• **YOUR TASK**: Go through the listing and write out all of it exactly.

• **DATA FOR ANALYSIS**:
----------
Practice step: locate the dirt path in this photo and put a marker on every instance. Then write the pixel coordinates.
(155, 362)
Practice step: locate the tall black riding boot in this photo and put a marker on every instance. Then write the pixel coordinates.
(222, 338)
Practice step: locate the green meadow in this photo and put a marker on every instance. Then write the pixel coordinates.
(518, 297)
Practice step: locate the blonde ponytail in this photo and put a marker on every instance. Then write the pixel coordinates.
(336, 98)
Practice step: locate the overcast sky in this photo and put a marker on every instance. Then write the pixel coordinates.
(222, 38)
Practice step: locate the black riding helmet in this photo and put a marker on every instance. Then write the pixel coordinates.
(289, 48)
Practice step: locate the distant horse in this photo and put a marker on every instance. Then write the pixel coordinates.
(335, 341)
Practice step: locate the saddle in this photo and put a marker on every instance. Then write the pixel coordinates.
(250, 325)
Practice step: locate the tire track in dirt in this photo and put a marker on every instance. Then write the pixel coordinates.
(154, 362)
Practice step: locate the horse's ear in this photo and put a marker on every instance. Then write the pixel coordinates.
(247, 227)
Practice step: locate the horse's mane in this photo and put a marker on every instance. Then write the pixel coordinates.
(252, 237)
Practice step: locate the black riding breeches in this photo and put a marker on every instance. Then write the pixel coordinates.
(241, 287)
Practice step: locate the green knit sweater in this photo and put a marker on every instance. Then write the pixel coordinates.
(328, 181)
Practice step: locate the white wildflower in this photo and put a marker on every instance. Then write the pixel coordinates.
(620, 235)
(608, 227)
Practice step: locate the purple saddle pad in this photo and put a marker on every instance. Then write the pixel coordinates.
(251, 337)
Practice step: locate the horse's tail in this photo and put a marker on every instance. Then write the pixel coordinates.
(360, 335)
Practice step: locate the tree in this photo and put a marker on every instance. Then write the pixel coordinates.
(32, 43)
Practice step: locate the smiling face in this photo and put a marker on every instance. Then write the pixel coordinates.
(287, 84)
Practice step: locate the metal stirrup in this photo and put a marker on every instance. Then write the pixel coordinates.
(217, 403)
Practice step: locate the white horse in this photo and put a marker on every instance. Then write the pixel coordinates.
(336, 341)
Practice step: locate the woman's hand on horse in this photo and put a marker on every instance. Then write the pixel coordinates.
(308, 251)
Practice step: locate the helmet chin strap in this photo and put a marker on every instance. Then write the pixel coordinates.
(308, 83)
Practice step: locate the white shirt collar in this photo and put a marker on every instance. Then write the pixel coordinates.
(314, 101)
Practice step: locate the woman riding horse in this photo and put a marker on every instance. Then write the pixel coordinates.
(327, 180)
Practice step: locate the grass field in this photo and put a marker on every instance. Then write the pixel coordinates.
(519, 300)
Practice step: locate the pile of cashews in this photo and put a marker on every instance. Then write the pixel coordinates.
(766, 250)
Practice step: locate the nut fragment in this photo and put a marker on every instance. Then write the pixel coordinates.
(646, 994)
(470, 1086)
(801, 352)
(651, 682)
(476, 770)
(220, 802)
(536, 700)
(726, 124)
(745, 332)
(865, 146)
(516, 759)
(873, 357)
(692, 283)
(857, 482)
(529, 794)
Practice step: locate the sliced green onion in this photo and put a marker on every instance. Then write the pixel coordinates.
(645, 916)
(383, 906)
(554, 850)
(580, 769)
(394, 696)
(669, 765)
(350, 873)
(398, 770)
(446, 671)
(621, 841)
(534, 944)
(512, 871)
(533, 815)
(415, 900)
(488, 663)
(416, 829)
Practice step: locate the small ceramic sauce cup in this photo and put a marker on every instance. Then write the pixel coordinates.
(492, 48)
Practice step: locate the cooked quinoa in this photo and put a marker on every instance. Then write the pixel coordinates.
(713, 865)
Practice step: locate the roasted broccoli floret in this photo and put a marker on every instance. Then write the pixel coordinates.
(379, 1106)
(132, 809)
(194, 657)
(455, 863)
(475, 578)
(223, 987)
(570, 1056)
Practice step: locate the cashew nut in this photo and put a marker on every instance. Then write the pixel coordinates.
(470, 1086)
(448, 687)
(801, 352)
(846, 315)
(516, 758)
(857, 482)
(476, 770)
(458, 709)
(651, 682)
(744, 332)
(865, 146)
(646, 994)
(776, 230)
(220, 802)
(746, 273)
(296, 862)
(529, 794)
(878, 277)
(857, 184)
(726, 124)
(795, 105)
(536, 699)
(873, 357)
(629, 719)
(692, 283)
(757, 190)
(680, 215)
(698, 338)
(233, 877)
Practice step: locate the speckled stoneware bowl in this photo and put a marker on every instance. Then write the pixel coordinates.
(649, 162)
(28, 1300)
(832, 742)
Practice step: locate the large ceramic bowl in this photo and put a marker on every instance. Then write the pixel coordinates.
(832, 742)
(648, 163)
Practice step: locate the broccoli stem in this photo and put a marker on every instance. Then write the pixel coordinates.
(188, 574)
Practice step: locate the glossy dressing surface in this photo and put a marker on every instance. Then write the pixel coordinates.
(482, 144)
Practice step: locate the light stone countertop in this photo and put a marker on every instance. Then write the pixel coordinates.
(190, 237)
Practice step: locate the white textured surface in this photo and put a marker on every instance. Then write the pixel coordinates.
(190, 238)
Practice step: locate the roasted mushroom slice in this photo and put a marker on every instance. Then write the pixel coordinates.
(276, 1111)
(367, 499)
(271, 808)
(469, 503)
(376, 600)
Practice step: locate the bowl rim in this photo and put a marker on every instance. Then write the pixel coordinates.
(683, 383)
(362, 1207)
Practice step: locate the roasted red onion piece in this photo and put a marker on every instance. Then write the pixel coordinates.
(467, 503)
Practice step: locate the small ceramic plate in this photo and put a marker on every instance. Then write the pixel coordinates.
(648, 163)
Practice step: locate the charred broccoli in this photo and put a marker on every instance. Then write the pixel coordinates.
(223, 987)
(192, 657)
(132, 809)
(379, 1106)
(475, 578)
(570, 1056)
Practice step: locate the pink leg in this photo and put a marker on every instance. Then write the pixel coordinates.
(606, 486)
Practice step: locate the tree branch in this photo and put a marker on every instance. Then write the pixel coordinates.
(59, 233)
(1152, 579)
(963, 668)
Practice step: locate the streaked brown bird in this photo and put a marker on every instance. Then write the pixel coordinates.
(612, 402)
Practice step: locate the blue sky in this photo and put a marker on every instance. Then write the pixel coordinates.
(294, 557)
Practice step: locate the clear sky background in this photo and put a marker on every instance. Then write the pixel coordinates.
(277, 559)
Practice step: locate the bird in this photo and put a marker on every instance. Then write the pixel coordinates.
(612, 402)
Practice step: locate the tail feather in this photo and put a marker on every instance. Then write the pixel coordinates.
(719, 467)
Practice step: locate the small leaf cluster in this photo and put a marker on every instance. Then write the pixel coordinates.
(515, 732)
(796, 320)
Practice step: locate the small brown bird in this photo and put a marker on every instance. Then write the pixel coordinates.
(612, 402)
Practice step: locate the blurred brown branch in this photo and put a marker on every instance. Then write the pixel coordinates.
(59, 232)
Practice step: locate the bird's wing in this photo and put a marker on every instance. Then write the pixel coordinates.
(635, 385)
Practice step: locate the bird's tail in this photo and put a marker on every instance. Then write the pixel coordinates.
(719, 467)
----------
• **RESPONSE TO THE TASK**:
Practice step: locate the dirt path in this photo and put a marker on every instance. Then write the pixel coordinates.
(155, 362)
Practice step: locate the tall black riding boot in this photo and put a marker on every instance. Then write the pixel coordinates.
(222, 338)
Practice step: locate the green meadow in this photo and put a marker on every instance. Then write the pixel coordinates.
(518, 297)
Practice step: locate the blonde ponytail in this photo and put a marker on every instance. Then write the pixel coordinates.
(336, 98)
Practice step: locate the overcast sky in this photo and put a marker on every instance. Then write the pixel coordinates.
(222, 38)
Practice step: locate the black riding helmet in this photo and put a marker on every instance. Then write the pixel coordinates.
(289, 48)
Practice step: locate the distant horse in this photo and put a marker on every instance. Then write the pixel coordinates.
(335, 341)
Practice step: locate the saddle in this photo and put a marker on every instance. Then write the pixel coordinates.
(250, 325)
Practice step: locate the tire track in dirt in this photo and put a marker on every instance. Then write the pixel coordinates.
(154, 362)
Practice step: locate the horse's ear in this photo and put a marker on every instance. Then write the pixel coordinates.
(247, 227)
Practice step: locate the horse's mane in this photo and put a marker on every instance. Then write the pixel coordinates.
(252, 237)
Practice step: locate the black riding breeches in this photo and put a marker on every instance. Then write the pixel coordinates.
(241, 287)
Practice step: locate the green knit sweater in this photo and put a marker on every instance. Then write the pixel coordinates.
(328, 181)
Practice step: locate the white wildflower in this photo and put a marker on every instance. Then write the pixel coordinates.
(620, 235)
(608, 227)
Practice step: locate the purple saddle pad in this photo and put a marker on every instance. Then write the pixel coordinates.
(251, 337)
Practice step: locate the horse's tail in this photo and put a marker on every instance. Then write the pixel coordinates.
(360, 335)
Practice step: locate the tree in this photo and put a marker on every instance. Then write the pixel coordinates.
(32, 43)
Practice step: locate the smiling face in this photo and put a marker on every instance. Then write the pixel coordinates.
(287, 84)
Practice step: locate the metal stirrup in this photo and put a marker on every instance. Then write the pixel coordinates.
(217, 403)
Practice step: locate the white horse in this photo and put a marker on every instance. Then write the pixel coordinates.
(336, 341)
Practice step: locate the woman's hand on horse in this photo and put a marker on every instance. Then write the pixel coordinates.
(308, 251)
Practice step: locate the helmet chin strap in this photo and put a marker on every instance. Then write the pixel coordinates.
(308, 83)
Practice step: locate the white shirt collar in this photo and put a marker on every instance. Then write the pixel coordinates.
(314, 101)
Practice step: locate the woman riding horse in this photo and put a marker on every instance. Then write the pixel coordinates.
(327, 180)
Practice step: locate the grass field in this photo and put a marker on every instance. Then write the pixel coordinates.
(519, 300)
Practice step: locate the pile of cashews in this photo and put a marker on every instance. Then write the pixel coordinates.
(766, 250)
Practice step: locate the nut fragment in this photo and put a marker on every instance. Then write the pixel coordinates.
(646, 994)
(470, 1086)
(801, 352)
(651, 682)
(476, 770)
(220, 802)
(536, 700)
(726, 124)
(745, 332)
(865, 146)
(516, 759)
(873, 357)
(692, 283)
(857, 482)
(529, 794)
Practice step: locate the sliced green onion in this photo and put a marker on every instance. Then write the pixel coordinates.
(645, 916)
(383, 906)
(554, 850)
(580, 769)
(394, 696)
(669, 765)
(350, 873)
(398, 770)
(446, 671)
(621, 841)
(534, 944)
(512, 871)
(533, 815)
(415, 900)
(488, 663)
(416, 829)
Practice step: locate the small ceramic sauce cup in this photo and put a marker on every instance. Then write the pixel coordinates.
(492, 48)
Practice step: locate the cooked quinoa in this photo and put a marker on every instance. Then write the pixel coordinates.
(713, 865)
Practice step: locate the roasted broccoli floret in this photo and put a marker on every instance. Then write the pixel coordinates.
(379, 1106)
(132, 809)
(194, 657)
(455, 863)
(475, 578)
(223, 987)
(570, 1056)
Practice step: locate the cashew nut in this photo and put a marker on every instance. Then write the pixel coordinates.
(470, 1086)
(448, 687)
(801, 352)
(846, 315)
(516, 758)
(857, 482)
(476, 770)
(458, 709)
(651, 682)
(744, 332)
(865, 146)
(646, 994)
(776, 230)
(220, 802)
(746, 273)
(296, 862)
(529, 794)
(878, 277)
(857, 184)
(726, 124)
(795, 105)
(536, 699)
(873, 357)
(629, 719)
(692, 283)
(757, 190)
(680, 215)
(698, 338)
(233, 877)
Practice step: locate the speckled stoneware bowl in this photo and put a marker on every instance. Then write the pixel coordinates.
(649, 162)
(28, 1300)
(832, 742)
Practice step: locate the large ceramic bowl in this photo and put a marker on every instance. Then write the pixel coordinates.
(832, 742)
(648, 163)
Practice step: locate the broccoli stem in this photo and put a marker on every instance. Then write the pixel coordinates.
(188, 574)
Practice step: locate the glossy dressing surface in this photo and put a marker on every instance. Then write the pixel coordinates.
(482, 144)
Practice step: locate the light stone countertop in this photo and put a marker on every instance. Then write the pixel coordinates.
(190, 237)
Practice step: locate the white textured surface in this photo and put a marker on every instance. Then write the pixel coordinates.
(190, 238)
Practice step: locate the roasted mushroom slice in this photo and put a marker on every instance. Then write the pixel coordinates.
(276, 1111)
(367, 499)
(271, 808)
(469, 503)
(376, 600)
Practice step: locate the bowl rim in this photo and put a marker on every instance. Then write the pixel coordinates.
(683, 383)
(362, 1207)
Practice step: locate the roasted red onion piece in this photo and put a marker on every instance. Then write the pixel coordinates.
(467, 503)
Practice step: locate the small ceramic plate in this photo and put a marker on every instance. Then write the pixel coordinates.
(648, 163)
Practice step: locate the charred broccoli in this photo and put a marker on every instance. Then write the pixel coordinates.
(223, 987)
(192, 657)
(132, 809)
(379, 1106)
(475, 578)
(570, 1056)
Practice step: locate the pink leg in this photo and put a marker on every instance. Then write the pixel coordinates.
(606, 486)
Practice step: locate the tree branch in this photo and put a marker on every instance. Then write the pixel coordinates.
(59, 233)
(1152, 579)
(963, 668)
Practice step: locate the streaked brown bird in this photo and put a marker on every instance. Then write the pixel coordinates.
(612, 402)
Practice step: locate the blue sky in this photo and put a marker on every instance. Then write the pixel coordinates.
(294, 557)
Practice step: locate the clear sky background in this photo and put a marker on every instance. Then write the pixel coordinates.
(277, 559)
Practice step: locate the bird in this photo and put a marker on every instance. Then write the pixel coordinates.
(612, 402)
Practice step: locate the tail feather in this photo and put a marker on every instance. Then write the pixel coordinates.
(719, 467)
Practice step: locate the small leaf cluster in this photo and put a marker on every instance. Then write the pixel coordinates.
(515, 732)
(796, 320)
Practice step: locate the small brown bird in this photo and put a marker on every instance. Then write the pixel coordinates.
(612, 402)
Practice step: locate the blurred brown branch in this photo and put a marker on every instance. Then write the pixel coordinates.
(59, 232)
Practice step: locate the bird's wing in this photo and put a marker on every instance. Then write the pixel coordinates.
(635, 385)
Practice step: locate the bird's tail in this photo and put a marker on every instance. Then write the pixel coordinates.
(719, 467)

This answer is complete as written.